The Jardim Botânico de Curitiba, in Portuguese, or the Botanical Garden of Curitiba, in English, also known as the "Jardim Botânico Fanchette Rischbieter", is a park located in the city of Curitiba - the capital of the state of Paraná, and the biggest city in southern Brazil. It is the major tourist attraction and landmark of the city, and it houses part of the campus of the Federal University of Paraná. The international identification code is CURIT.

Opened in 1991, Curitiba's trademark botanical garden was created in the style of French gardens. Once by the portal of entry, one may see extensive gardens in the French style amidst fountains, waterfalls and lakes, and the main greenhouse of 458 square meters, which shelters in its interior, specimens of plants characteristic of tropical regions. It rolls out its carpet of flowers to the visitors right at the entrance. The park occupies 240.000 m² in area. The principal greenhouse, in an art nouveau style with a modern metallic structure, resembles the mid-19th century Crystal Palace in London.  The Botanic Museum, which provides a national reference collection of native flora, attracts researchers from all over the world. It includes many botanic species from the moist Atlantic Forests of eastern Brazil.

▶ [Information supplied]:
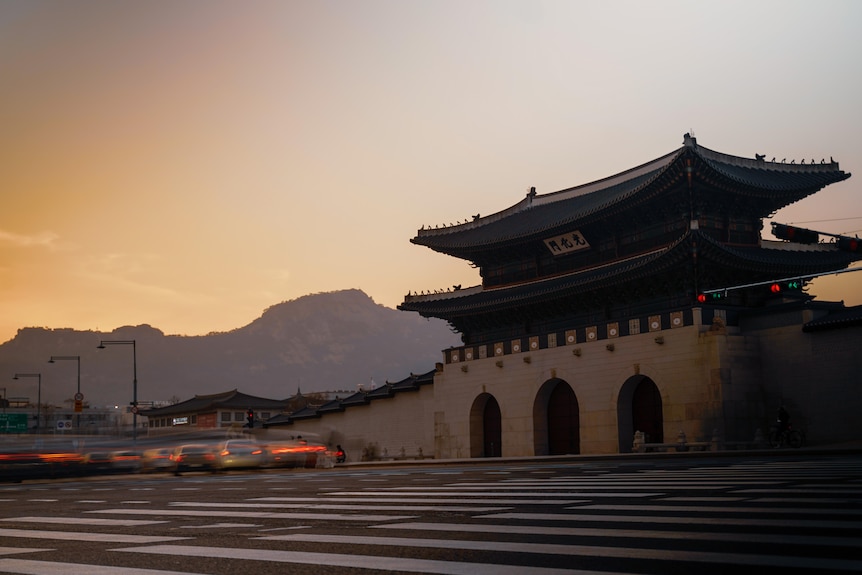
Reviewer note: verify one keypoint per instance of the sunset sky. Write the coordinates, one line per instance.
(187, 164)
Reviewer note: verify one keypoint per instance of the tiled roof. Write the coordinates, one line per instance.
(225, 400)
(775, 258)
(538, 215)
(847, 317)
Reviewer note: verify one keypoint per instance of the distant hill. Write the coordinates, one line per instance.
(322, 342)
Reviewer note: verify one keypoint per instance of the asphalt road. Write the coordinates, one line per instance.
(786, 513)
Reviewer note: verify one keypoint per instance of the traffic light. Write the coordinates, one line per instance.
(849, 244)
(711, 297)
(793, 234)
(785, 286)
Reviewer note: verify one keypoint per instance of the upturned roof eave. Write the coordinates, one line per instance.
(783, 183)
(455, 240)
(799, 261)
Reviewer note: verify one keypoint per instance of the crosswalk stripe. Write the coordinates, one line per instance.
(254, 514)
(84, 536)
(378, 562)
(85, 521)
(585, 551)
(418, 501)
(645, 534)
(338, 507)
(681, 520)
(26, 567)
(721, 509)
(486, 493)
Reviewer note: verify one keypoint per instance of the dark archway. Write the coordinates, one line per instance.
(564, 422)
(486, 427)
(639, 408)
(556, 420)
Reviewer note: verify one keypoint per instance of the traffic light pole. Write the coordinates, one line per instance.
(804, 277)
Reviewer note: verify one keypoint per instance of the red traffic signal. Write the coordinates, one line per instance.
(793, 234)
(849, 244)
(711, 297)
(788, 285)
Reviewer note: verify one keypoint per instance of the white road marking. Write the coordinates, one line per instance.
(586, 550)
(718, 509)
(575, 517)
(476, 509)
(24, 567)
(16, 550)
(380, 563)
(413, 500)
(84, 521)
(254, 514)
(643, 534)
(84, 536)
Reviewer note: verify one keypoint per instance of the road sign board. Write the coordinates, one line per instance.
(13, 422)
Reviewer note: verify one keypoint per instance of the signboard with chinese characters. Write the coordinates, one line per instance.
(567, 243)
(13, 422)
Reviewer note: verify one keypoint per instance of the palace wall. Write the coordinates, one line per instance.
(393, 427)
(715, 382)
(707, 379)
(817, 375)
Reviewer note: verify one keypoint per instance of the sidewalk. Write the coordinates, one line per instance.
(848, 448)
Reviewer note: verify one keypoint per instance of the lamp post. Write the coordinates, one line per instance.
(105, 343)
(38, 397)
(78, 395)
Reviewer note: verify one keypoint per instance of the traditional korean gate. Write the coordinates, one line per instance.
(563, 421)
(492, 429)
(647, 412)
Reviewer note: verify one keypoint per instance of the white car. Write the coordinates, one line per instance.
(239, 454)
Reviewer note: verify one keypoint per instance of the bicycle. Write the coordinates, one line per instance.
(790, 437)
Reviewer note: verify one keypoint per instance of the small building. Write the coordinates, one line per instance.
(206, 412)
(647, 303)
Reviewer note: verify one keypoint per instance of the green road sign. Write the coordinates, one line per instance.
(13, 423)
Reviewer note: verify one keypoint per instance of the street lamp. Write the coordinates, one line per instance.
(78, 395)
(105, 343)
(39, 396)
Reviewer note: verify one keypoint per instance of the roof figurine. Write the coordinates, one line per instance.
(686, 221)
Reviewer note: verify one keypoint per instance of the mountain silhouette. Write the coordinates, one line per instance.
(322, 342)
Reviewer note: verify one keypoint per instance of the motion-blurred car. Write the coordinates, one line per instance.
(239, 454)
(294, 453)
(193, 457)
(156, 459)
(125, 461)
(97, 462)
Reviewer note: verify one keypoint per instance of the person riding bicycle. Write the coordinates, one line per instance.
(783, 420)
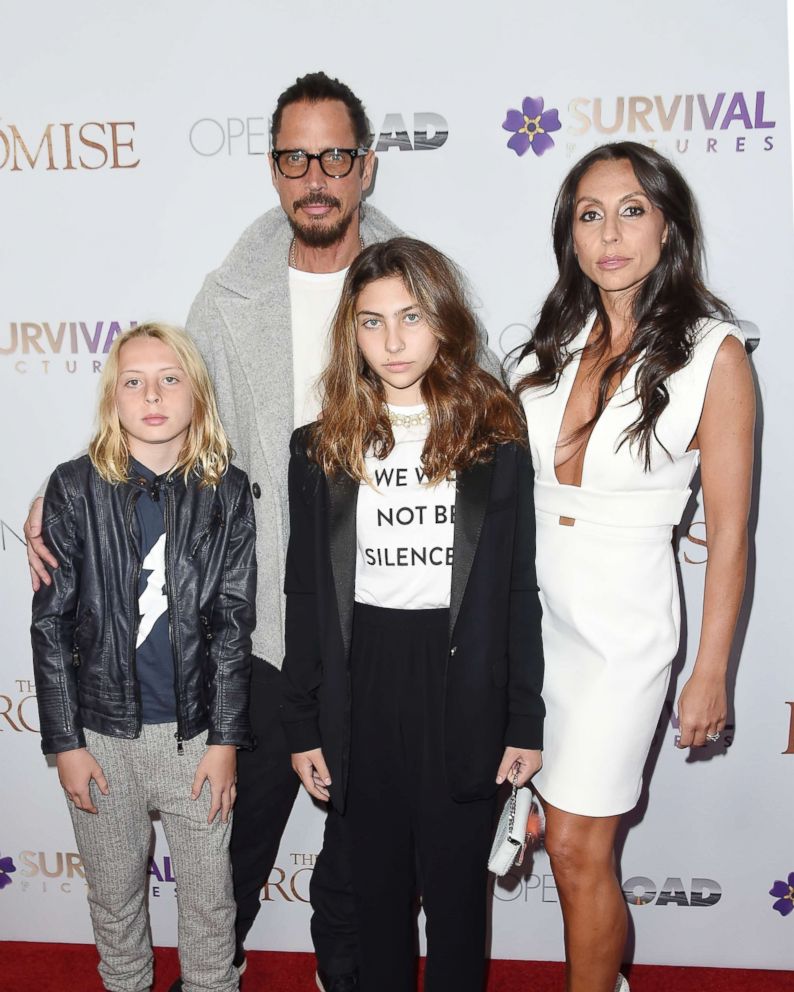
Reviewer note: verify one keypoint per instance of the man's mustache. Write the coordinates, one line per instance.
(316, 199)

==

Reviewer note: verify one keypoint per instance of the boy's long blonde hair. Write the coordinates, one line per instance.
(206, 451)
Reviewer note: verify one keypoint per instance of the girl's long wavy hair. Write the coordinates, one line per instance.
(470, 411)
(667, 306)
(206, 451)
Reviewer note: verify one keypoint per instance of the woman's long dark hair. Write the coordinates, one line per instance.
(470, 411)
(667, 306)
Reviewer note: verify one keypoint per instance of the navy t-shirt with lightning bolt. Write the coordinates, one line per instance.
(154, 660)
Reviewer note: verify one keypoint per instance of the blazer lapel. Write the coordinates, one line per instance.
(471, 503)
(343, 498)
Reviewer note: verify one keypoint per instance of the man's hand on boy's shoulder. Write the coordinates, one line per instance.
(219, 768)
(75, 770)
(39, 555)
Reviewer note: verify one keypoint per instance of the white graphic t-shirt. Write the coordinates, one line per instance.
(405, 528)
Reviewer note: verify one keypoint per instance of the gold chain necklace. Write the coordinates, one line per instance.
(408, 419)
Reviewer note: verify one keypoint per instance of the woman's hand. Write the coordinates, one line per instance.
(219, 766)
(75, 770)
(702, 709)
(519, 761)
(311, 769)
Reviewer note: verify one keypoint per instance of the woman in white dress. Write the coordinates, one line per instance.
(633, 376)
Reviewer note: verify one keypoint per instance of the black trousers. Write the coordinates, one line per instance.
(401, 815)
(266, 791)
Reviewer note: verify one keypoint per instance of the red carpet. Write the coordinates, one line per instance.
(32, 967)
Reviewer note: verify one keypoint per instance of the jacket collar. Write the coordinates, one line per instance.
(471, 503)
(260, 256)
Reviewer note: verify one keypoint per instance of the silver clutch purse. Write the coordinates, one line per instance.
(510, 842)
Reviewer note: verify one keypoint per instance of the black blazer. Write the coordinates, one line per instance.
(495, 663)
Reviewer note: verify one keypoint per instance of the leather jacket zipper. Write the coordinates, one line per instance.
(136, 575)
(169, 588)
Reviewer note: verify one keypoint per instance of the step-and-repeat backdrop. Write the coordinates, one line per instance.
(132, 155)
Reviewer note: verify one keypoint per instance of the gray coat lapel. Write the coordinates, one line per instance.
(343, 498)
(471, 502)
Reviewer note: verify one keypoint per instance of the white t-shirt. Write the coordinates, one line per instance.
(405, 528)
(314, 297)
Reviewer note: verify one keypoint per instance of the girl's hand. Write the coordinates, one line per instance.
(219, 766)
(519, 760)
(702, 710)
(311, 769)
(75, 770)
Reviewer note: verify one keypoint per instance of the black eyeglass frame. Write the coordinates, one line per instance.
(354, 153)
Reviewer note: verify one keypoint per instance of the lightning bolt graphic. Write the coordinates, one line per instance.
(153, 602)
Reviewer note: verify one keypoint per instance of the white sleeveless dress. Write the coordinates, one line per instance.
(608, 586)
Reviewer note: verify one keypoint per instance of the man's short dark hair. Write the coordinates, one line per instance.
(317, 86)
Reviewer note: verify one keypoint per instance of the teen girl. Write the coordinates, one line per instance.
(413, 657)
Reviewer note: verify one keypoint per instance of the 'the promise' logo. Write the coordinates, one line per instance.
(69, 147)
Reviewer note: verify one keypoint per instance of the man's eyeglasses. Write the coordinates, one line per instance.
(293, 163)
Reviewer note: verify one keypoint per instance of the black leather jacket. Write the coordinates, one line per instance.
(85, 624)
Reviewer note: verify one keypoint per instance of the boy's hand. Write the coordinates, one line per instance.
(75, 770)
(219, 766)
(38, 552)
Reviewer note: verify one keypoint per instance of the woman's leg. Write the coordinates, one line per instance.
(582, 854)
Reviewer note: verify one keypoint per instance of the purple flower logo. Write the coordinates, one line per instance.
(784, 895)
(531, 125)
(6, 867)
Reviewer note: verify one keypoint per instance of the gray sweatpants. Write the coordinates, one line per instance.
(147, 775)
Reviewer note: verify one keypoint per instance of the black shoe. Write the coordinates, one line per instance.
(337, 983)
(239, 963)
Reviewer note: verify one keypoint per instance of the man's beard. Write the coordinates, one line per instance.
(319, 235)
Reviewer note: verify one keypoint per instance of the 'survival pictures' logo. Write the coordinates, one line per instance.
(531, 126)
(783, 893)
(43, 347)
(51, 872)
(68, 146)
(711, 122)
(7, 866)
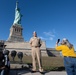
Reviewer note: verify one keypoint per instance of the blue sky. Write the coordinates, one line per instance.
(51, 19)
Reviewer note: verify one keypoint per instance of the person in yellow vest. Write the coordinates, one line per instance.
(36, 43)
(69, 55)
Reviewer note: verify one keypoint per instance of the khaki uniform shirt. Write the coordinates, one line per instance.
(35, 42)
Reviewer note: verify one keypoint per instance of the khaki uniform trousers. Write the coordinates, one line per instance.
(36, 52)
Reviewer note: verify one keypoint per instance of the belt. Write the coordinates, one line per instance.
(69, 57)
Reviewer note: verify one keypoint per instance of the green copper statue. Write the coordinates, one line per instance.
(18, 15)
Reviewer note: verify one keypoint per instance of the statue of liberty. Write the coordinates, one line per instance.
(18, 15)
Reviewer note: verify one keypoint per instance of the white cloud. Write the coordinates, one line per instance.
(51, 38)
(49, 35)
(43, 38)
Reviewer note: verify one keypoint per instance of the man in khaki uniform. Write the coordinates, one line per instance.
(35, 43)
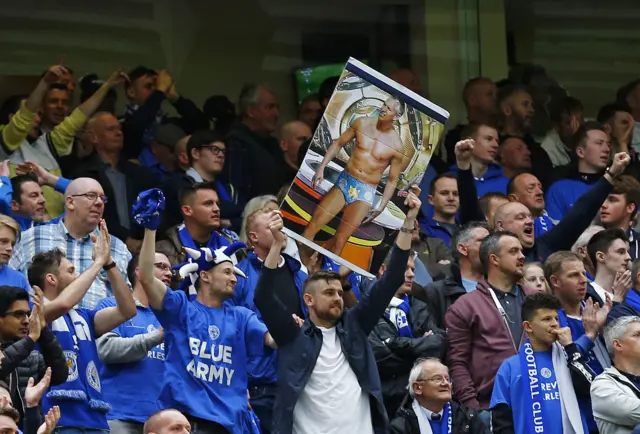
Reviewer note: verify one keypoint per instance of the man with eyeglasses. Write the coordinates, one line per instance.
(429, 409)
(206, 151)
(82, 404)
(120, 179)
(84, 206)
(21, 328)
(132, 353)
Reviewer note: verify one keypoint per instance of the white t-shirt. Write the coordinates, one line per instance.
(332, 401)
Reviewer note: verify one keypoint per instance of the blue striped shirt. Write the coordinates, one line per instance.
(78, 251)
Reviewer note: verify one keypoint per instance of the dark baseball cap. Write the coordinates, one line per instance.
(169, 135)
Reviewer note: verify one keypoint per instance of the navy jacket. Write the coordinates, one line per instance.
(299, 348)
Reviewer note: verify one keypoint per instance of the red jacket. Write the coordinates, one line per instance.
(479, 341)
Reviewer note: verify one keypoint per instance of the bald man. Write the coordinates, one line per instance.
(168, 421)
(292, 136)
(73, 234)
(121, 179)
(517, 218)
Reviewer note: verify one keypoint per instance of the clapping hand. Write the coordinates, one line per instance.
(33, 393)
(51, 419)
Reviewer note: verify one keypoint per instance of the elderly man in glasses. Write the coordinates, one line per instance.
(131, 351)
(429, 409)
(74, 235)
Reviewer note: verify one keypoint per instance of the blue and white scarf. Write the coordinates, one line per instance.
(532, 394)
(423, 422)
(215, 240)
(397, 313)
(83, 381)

▶ [Problem statement]: Pick up the passage on the Botanical Garden of Curitiba after its final sentence and continue it in the same style.

▶ [Answer for the task]:
The native forest is filled with paths for strolling. Behind the greenhouse is the Museum of Franz Krajcberg , the Polish Brazilian artist who took up the cause of Environmental protection; with 1,320 square meters of area, divided into multimedia classrooms, an auditorium with 60 seats and lounge with several exhibitions of works donated by visual artists, represented by sculptures and reliefs, as well as photographs, videos, publications and educational materials.
 
In the other side of the park is the Botanical Museum, a wooden building whose main entrance is reached through a wooden bridge. The Botanical Museum of Curitiba has the fourth largest herbarium in the country.  In front of the construction there is a pond with carp, turtles, herons, etc., and around the building there is a lake, an auditorium, a library, an expositions area, a theatre, tennis courts and a cycle track.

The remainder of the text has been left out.